## Your instructions
Please rewrite the lines below, switching "segment" to "outline" wherever it appears and leaving everything else unchanged.

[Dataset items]
══════
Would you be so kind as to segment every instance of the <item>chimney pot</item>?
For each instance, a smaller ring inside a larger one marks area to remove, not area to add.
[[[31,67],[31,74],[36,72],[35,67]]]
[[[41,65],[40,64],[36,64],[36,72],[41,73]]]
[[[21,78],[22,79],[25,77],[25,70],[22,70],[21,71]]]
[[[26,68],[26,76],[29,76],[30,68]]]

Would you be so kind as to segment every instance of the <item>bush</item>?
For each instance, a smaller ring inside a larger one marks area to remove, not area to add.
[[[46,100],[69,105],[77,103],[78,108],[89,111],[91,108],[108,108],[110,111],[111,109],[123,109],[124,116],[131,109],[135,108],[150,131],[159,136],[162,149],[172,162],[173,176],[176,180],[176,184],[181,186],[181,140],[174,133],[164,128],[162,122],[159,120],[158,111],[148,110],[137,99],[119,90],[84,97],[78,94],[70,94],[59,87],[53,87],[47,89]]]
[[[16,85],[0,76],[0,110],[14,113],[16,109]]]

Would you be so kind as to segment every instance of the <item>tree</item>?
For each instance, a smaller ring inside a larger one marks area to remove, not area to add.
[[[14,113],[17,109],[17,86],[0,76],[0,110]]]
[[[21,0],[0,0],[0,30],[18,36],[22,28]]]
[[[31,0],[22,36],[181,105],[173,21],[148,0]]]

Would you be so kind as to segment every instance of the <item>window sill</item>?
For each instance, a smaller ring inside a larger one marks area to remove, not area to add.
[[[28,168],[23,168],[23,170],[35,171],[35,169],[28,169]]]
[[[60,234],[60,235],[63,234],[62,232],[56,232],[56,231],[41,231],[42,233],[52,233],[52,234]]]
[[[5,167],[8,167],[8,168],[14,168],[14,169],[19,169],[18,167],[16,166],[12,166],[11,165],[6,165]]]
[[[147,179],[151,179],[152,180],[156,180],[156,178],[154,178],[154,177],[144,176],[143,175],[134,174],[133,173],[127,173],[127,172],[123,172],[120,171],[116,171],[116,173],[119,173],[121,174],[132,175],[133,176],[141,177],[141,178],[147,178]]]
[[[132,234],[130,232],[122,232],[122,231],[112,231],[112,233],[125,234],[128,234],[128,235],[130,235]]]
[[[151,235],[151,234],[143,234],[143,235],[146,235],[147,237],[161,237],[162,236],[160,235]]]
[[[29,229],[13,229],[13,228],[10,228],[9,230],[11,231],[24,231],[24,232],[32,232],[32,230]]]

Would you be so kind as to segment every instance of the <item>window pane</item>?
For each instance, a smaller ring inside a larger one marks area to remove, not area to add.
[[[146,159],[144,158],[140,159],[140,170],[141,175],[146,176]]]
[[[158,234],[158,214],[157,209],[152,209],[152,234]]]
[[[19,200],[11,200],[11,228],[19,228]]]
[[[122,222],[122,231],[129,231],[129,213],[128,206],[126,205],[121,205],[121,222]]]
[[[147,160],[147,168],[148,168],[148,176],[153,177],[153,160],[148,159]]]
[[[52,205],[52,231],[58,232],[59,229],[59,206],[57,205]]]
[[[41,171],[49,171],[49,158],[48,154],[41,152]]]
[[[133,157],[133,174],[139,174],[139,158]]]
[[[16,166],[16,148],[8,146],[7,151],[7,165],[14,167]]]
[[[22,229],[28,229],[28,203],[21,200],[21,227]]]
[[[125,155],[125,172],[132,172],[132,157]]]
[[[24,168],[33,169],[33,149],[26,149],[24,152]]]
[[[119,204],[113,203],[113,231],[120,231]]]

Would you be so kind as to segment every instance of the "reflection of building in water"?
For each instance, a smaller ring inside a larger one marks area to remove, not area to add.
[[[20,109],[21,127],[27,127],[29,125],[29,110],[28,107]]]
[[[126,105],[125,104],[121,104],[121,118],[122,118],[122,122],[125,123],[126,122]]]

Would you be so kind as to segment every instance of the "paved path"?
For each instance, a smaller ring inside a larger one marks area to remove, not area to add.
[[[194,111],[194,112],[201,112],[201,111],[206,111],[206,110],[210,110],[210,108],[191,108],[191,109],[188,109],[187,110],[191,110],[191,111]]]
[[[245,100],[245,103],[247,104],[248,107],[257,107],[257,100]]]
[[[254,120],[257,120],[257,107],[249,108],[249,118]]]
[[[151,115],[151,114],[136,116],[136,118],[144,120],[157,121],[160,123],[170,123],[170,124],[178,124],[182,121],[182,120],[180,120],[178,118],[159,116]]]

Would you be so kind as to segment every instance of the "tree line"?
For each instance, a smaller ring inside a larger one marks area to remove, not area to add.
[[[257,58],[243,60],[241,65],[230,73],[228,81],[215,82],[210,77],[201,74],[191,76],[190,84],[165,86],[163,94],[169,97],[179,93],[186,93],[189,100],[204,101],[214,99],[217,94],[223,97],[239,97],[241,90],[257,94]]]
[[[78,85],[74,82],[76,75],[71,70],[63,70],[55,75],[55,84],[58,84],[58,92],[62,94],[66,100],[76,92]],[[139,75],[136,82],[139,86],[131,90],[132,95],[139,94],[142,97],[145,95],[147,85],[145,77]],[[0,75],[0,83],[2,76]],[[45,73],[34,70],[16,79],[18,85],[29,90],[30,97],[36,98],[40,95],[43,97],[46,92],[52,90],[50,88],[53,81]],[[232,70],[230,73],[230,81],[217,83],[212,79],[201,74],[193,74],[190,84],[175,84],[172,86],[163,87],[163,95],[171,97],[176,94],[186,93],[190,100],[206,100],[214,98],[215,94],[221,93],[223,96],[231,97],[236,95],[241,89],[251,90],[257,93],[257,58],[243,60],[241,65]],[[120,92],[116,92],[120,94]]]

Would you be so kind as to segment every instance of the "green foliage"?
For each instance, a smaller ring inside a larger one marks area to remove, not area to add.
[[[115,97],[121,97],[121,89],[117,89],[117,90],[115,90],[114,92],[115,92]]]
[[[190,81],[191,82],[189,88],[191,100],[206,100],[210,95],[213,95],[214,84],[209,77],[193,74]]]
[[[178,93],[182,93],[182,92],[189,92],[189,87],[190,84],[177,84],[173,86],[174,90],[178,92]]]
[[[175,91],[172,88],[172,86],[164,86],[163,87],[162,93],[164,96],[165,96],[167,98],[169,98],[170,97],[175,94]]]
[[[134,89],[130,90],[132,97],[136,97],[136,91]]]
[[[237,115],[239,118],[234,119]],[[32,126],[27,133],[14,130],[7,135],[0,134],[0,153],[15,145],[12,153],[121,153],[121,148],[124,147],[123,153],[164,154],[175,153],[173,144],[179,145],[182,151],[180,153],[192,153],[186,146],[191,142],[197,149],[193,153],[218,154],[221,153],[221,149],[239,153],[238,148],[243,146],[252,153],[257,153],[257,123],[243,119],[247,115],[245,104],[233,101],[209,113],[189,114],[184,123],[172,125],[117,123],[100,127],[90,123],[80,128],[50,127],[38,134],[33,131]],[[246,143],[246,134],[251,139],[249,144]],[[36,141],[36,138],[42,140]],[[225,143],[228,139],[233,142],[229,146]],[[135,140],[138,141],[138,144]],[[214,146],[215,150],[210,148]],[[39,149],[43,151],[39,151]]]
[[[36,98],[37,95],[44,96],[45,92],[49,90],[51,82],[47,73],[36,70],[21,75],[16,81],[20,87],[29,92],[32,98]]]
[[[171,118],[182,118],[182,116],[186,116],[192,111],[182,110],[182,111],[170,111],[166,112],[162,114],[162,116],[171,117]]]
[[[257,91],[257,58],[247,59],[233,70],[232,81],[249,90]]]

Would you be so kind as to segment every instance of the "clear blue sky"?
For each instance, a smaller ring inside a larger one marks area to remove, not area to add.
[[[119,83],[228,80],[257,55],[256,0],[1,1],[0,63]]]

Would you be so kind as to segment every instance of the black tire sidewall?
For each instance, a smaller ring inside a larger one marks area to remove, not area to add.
══════
## Written answer
Would you be so kind as to outline every instance of the <item>chimney pot</item>?
For each instance, a smaller ring inside a larger one marks area to remove, not area to add.
[[[31,67],[31,74],[36,72],[35,67]]]
[[[41,65],[40,64],[36,64],[36,72],[41,73]]]
[[[21,78],[22,79],[25,77],[25,70],[22,70],[21,71]]]
[[[26,68],[26,76],[29,76],[30,68]]]

Would you be so kind as to outline every instance of the <item>bush</item>?
For each instance, a smaller ring inside a larger one marks area to remove, not area to add.
[[[46,100],[69,105],[77,103],[78,108],[89,111],[91,108],[108,108],[110,111],[111,109],[123,109],[124,116],[131,109],[135,108],[150,131],[159,136],[162,149],[172,162],[173,176],[176,180],[176,184],[181,186],[181,140],[174,133],[164,128],[162,122],[159,120],[158,111],[148,110],[137,99],[119,90],[84,97],[78,94],[70,94],[59,87],[53,87],[47,89]]]
[[[16,85],[0,76],[0,110],[14,113],[16,109]]]

Would you be so kind as to outline every instance of the <item>tree</item>?
For each instance, a smaller ring inside a larger one marks area to remove, not area to add.
[[[14,113],[17,109],[17,86],[0,76],[0,110]]]
[[[21,0],[0,0],[0,30],[18,36],[22,28]]]
[[[31,0],[22,36],[181,105],[173,21],[148,0]]]

Would you be so kind as to outline every instance of the <item>window sill</item>?
For each instance, a smaller ring inside a larger one marks area to remove, not area to add.
[[[28,168],[23,168],[23,170],[35,171],[35,169],[28,169]]]
[[[60,234],[60,235],[63,234],[62,232],[56,232],[56,231],[41,231],[42,233],[52,233],[52,234]]]
[[[5,167],[8,167],[8,168],[14,168],[14,169],[19,169],[18,167],[16,166],[12,166],[11,165],[6,165]]]
[[[147,179],[151,179],[152,180],[156,180],[156,178],[154,178],[154,177],[144,176],[143,175],[134,174],[133,173],[127,173],[127,172],[123,172],[120,171],[116,171],[116,173],[119,173],[121,174],[132,175],[133,176],[141,177],[141,178],[147,178]]]
[[[132,234],[130,232],[122,232],[122,231],[112,231],[112,233],[125,234],[128,234],[128,235],[130,235]]]
[[[151,235],[151,234],[143,234],[143,235],[146,235],[147,237],[161,237],[162,236],[160,235]]]
[[[29,229],[13,229],[13,228],[10,228],[9,230],[11,231],[24,231],[24,232],[32,232],[32,230]]]

Would you be so kind as to outline every instance of the <item>window pane</item>?
For each instance, a smaller ring inside a larger one marks area to remove, not area to add.
[[[146,159],[144,158],[140,159],[140,170],[141,175],[146,176]]]
[[[158,234],[158,214],[157,209],[152,209],[152,234]]]
[[[19,200],[11,200],[11,228],[19,228]]]
[[[122,222],[122,231],[129,231],[129,213],[128,206],[126,205],[121,205],[121,222]]]
[[[147,160],[147,168],[148,168],[148,176],[153,177],[153,160],[148,159]]]
[[[52,205],[52,231],[58,232],[59,229],[59,206],[57,205]]]
[[[41,171],[49,171],[49,158],[48,154],[41,152]]]
[[[133,157],[133,174],[139,174],[139,158]]]
[[[16,166],[16,148],[8,146],[7,151],[7,165],[14,167]]]
[[[22,229],[28,229],[28,203],[21,200],[21,227]]]
[[[125,155],[125,172],[132,172],[132,157]]]
[[[24,168],[33,169],[33,149],[26,149],[24,152]]]
[[[119,204],[113,203],[113,231],[120,231]]]

Would you be so kind as to outline every instance of the "reflection of building in water"?
For each instance, a smaller ring inside a larger one marks area to remove, not area to add.
[[[20,109],[21,127],[27,127],[29,125],[29,110],[28,107]]]
[[[126,105],[125,104],[121,104],[121,118],[122,118],[122,122],[125,123],[126,122]]]

Would you be so kind as to outline every instance of the "paved path"?
For each instance, a smaller ring inside a larger one marks area to remove, not area to add.
[[[194,111],[194,112],[201,112],[201,111],[206,111],[206,110],[210,110],[210,108],[191,108],[191,109],[188,109],[187,110],[191,110],[191,111]]]
[[[245,100],[245,103],[247,104],[248,107],[257,107],[257,100]]]
[[[254,120],[257,120],[257,107],[249,108],[249,118]]]
[[[151,115],[151,114],[136,116],[136,118],[144,120],[157,121],[160,123],[170,123],[170,124],[178,124],[182,121],[182,120],[180,120],[178,118],[159,116]]]

Would you be so kind as to outline every instance of the "tree line"?
For each instance, a smaller ring inside a larger one marks area to remove, not area to add.
[[[257,58],[243,60],[241,65],[230,73],[228,81],[215,82],[210,77],[201,74],[191,76],[190,84],[165,86],[163,94],[169,97],[179,93],[186,93],[189,100],[204,101],[214,99],[217,94],[223,97],[239,97],[241,90],[257,94]]]
[[[78,85],[74,82],[76,75],[71,70],[63,70],[55,75],[55,84],[58,84],[58,92],[62,94],[66,100],[76,92]],[[139,75],[136,82],[139,86],[131,90],[132,95],[139,94],[142,97],[145,95],[147,85],[145,77]],[[0,75],[0,83],[2,76]],[[45,73],[34,70],[16,79],[18,85],[29,90],[30,97],[36,98],[40,95],[43,97],[46,92],[52,90],[50,88],[53,81]],[[232,70],[230,73],[230,81],[217,83],[212,79],[201,74],[193,74],[190,84],[175,84],[172,86],[163,87],[163,95],[171,97],[176,94],[186,93],[190,100],[206,100],[214,98],[215,94],[221,93],[223,96],[231,97],[236,95],[241,89],[251,90],[257,93],[257,58],[243,60],[241,65]],[[120,92],[116,92],[120,94]]]

Would you be so kind as to outline every instance of the "green foliage"?
For each instance, a smaller ring inside a larger one marks area to remove, not area to add.
[[[115,97],[121,97],[121,89],[117,89],[117,90],[115,90],[114,92],[115,92]]]
[[[190,81],[191,82],[189,88],[191,100],[206,100],[210,95],[213,95],[214,84],[209,77],[193,74]]]
[[[178,93],[182,93],[182,92],[189,92],[189,87],[190,84],[177,84],[173,86],[174,90],[178,92]]]
[[[175,91],[172,88],[172,86],[164,86],[163,87],[162,93],[164,96],[165,96],[167,98],[169,98],[170,97],[175,94]]]
[[[134,89],[130,90],[132,97],[136,97],[136,91]]]
[[[237,115],[239,118],[234,119]],[[32,126],[27,133],[14,130],[7,135],[0,134],[0,153],[15,145],[12,153],[121,153],[121,148],[124,147],[123,153],[164,154],[175,153],[173,144],[179,145],[182,151],[180,153],[192,153],[186,146],[191,142],[197,149],[193,153],[218,154],[221,153],[221,149],[239,153],[238,148],[243,146],[252,153],[257,153],[257,123],[243,119],[247,115],[245,104],[233,101],[209,113],[189,114],[184,123],[172,125],[117,123],[100,127],[90,123],[80,128],[50,127],[38,134],[33,131]],[[246,143],[246,134],[251,139],[249,144]],[[36,141],[36,138],[42,140]],[[225,143],[228,139],[233,142],[229,146]],[[135,140],[138,141],[138,144]],[[214,146],[215,150],[210,148]],[[39,149],[43,151],[39,151]]]
[[[36,98],[37,95],[44,96],[45,92],[49,90],[51,82],[47,73],[36,70],[21,75],[16,81],[20,87],[29,92],[32,98]]]
[[[171,118],[182,118],[182,116],[186,116],[192,111],[182,110],[182,111],[170,111],[166,112],[162,114],[162,116],[171,117]]]
[[[257,91],[257,58],[247,59],[233,70],[232,81],[249,90]]]

Would you be so kind as to outline every instance of the "clear blue sky"?
For each instance, a smaller ring inside a larger one marks area to remove, not area to add.
[[[119,83],[228,80],[257,55],[256,0],[1,1],[0,63]]]

Would you be so kind as to outline every instance of the black tire sidewall?
For each instance, a smaller ring inside a larger one marks area to remove, not area to add.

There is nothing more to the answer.